What to do:
1) In the passage on dogs and kids, what age does Moore call the "magic age" for kids to start understanding dogs' social cues?
2) Please reproduce the passage on dogs and kids, starting with "Moore explains that" and going on through "source of annoyance.".

Reading text:
------------
Moore explains that dogs don’t bite out of nowhere, and that just like people, they have a vast body language vocabulary that can give humans insight into their feelings. Specifically, she notes the following are “common things that dogs do to indicate they are getting nervous around kids or when they have had ‘enough’”:

  • Standing with a raised tail, stiff body and closed mouth.
  • Licking lips or rapidly flicking the tongue.
  • Gazing with “half-moon eyes,” or when the whites of their eyes show in a half-moon shape.
  • Yawning when wide awake.
  • Tucking their tail, even if they’re wagging it — this expresses worry or fear.
  • Turning their head in an exaggerated way, either toward or away from their source of annoyance.
  • The “freeze and stare” — holding the entire body and head very still with wide eyes. A bite often follows this warning sign.

Parents can monitor dogs’ body language and children’s behavior to help support positive interactions between pups and kids. Moore says in general, 5 is the “magic age” when kids can start to understand dogs’ social cues and make safe, smart choices around four-legged companions. Some key things to keep in mind include the following:

  • As much as we may love to cuddle with our dogs, the feeling isn’t always mutual — avoid kisses, laying with a dog in their personal space and especially hugs. “Dogs don’t like hugs from kids, especially kids they don’t know,” comments Moore. If a dog approaches you for a snuggle session, however — for example, curling up in your lap or placing their head on your leg — it’s generally safe to take their invitation.
  • Dogs tend to dislike pats on the head; petting the sides of their neck is a safe alternative.
  • Games such as fetch or hide-and-seek are good options, whereas engaging in something such as tug-o-war or chase may get a dog overly excited or feeling aggressive, in turn increasing bite risk.
------------
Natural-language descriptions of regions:
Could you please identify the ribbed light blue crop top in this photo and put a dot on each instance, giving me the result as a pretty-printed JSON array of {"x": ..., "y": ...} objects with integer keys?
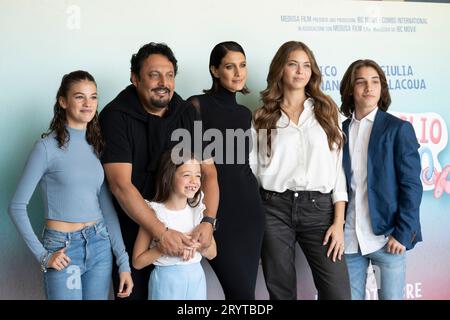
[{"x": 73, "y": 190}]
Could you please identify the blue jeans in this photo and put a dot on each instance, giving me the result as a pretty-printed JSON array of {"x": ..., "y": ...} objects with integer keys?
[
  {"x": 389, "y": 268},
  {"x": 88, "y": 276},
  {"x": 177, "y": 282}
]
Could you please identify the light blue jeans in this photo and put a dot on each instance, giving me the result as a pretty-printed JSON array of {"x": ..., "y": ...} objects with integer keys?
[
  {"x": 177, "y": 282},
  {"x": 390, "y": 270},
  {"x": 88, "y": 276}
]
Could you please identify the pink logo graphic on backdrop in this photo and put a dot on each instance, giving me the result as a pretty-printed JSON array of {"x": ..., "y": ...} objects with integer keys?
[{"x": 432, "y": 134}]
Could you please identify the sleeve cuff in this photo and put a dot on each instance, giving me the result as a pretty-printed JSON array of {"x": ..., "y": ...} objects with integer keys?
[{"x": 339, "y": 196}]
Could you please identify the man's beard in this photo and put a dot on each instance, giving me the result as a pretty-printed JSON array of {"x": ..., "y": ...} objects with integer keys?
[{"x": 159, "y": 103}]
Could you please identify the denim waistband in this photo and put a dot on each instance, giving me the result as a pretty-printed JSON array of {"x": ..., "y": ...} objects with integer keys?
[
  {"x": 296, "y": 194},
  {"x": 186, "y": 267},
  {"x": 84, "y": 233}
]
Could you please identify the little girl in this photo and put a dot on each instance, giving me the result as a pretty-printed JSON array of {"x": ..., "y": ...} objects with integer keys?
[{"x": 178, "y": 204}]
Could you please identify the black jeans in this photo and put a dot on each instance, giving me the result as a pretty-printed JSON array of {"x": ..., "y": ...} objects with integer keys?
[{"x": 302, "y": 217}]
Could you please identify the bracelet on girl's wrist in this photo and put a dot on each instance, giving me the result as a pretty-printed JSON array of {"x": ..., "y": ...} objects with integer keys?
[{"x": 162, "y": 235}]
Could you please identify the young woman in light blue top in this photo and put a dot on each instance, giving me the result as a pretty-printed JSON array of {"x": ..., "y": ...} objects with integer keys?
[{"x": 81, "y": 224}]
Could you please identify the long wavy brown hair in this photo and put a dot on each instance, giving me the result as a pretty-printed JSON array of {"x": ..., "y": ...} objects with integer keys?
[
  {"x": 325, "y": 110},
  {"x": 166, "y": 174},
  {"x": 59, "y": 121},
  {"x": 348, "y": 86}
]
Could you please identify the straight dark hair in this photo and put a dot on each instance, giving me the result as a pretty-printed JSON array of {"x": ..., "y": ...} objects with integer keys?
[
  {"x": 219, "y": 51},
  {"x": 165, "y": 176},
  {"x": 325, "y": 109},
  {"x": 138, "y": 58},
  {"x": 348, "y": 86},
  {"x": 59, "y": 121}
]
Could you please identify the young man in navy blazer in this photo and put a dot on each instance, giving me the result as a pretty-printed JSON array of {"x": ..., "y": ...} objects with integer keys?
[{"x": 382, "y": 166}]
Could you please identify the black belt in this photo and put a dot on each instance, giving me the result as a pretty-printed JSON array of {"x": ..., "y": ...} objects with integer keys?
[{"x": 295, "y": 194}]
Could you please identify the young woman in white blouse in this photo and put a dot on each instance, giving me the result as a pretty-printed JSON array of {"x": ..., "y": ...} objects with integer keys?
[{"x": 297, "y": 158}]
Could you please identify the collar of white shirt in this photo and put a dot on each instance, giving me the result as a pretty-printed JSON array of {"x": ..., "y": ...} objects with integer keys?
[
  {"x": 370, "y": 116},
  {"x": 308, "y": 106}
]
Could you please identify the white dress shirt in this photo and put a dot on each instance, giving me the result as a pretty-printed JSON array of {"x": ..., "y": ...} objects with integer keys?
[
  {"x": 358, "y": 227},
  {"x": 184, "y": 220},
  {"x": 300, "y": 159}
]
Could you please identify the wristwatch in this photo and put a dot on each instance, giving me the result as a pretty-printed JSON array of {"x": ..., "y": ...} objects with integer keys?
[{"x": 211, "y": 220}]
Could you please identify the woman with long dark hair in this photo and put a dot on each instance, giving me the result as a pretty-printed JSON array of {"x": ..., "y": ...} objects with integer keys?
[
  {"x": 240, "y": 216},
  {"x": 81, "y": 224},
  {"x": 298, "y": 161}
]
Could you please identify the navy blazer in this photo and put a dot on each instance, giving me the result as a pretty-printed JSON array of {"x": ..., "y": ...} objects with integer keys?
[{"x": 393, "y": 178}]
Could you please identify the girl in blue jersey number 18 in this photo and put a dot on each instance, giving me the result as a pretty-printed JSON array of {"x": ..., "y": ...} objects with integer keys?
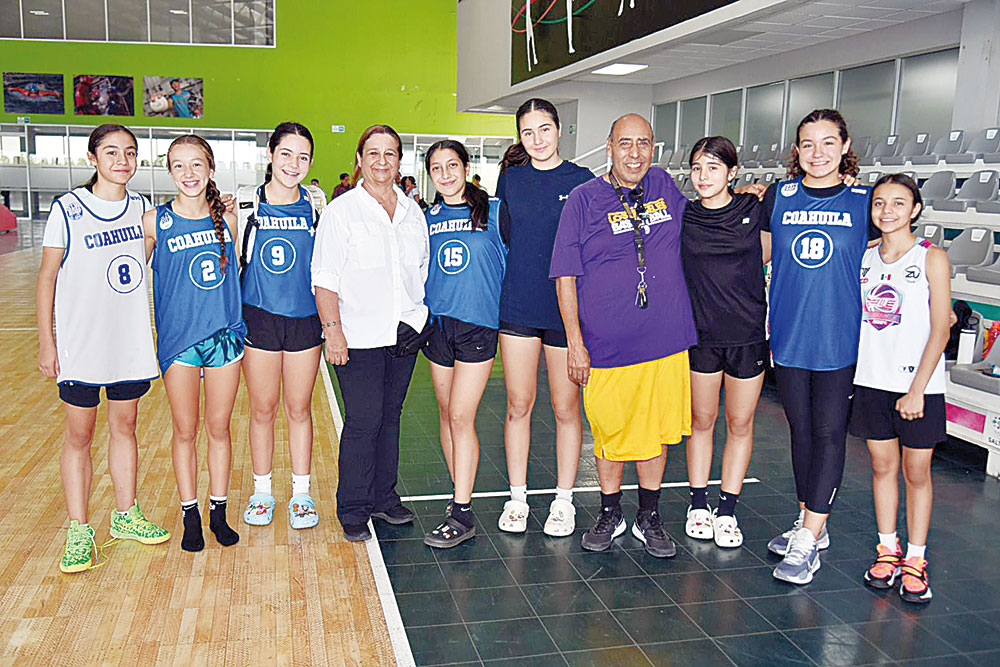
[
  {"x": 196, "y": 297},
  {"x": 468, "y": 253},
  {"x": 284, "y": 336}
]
------------
Task-by-task outputs:
1) Age 5.

2)
Moore explains that dogs don’t bite out of nowhere, and that just like people, they have a vast body language vocabulary that can give humans insight into their feelings. Specifically, she notes the following are “common things that dogs do to indicate they are getting nervous around kids or when they have had ‘enough’”:

  • Standing with a raised tail, stiff body and closed mouth.
  • Licking lips or rapidly flicking the tongue.
  • Gazing with “half-moon eyes,” or when the whites of their eyes show in a half-moon shape.
  • Yawning when wide awake.
  • Tucking their tail, even if they’re wagging it — this expresses worry or fear.
  • Turning their head in an exaggerated way, either toward or away from their source of annoyance.